• **Exercise requirements**:
Can you rewrite the data from the line containing "of the cricket" through the end, swapping "floodlight tower" for "light tower" and changing nothing else?

* begin Exercise materials *

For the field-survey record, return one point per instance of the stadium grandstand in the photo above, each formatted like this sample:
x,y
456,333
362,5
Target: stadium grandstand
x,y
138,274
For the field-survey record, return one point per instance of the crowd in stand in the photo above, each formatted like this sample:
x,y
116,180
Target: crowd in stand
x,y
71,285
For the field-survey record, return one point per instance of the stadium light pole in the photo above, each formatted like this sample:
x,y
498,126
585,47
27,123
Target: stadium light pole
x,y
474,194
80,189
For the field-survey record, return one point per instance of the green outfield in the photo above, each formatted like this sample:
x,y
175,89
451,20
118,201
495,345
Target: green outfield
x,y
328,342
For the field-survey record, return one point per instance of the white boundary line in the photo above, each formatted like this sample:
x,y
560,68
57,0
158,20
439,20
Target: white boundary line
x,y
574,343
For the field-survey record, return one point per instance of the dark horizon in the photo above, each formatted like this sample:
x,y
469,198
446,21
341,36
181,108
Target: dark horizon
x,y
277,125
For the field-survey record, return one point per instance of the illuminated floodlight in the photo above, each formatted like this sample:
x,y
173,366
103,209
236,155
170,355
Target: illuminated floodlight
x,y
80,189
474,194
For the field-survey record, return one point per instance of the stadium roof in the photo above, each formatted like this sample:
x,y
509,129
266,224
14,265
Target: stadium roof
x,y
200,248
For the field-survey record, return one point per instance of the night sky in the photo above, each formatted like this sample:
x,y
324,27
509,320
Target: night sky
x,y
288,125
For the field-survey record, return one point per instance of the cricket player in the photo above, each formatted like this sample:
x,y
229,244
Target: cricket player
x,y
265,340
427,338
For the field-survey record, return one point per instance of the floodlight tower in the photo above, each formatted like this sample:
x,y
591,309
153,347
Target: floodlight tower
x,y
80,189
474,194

* end Exercise materials *

• **Written reply**:
For the field-survey record, return one point per instance of the cricket player in the photo above, each formatted like this sample:
x,y
229,244
Target: cricket player
x,y
265,340
427,338
For the field-survey record, return one point per instance of the light tower in the photo above, each formatted like this sample:
x,y
591,309
153,347
Target: light tower
x,y
80,189
474,194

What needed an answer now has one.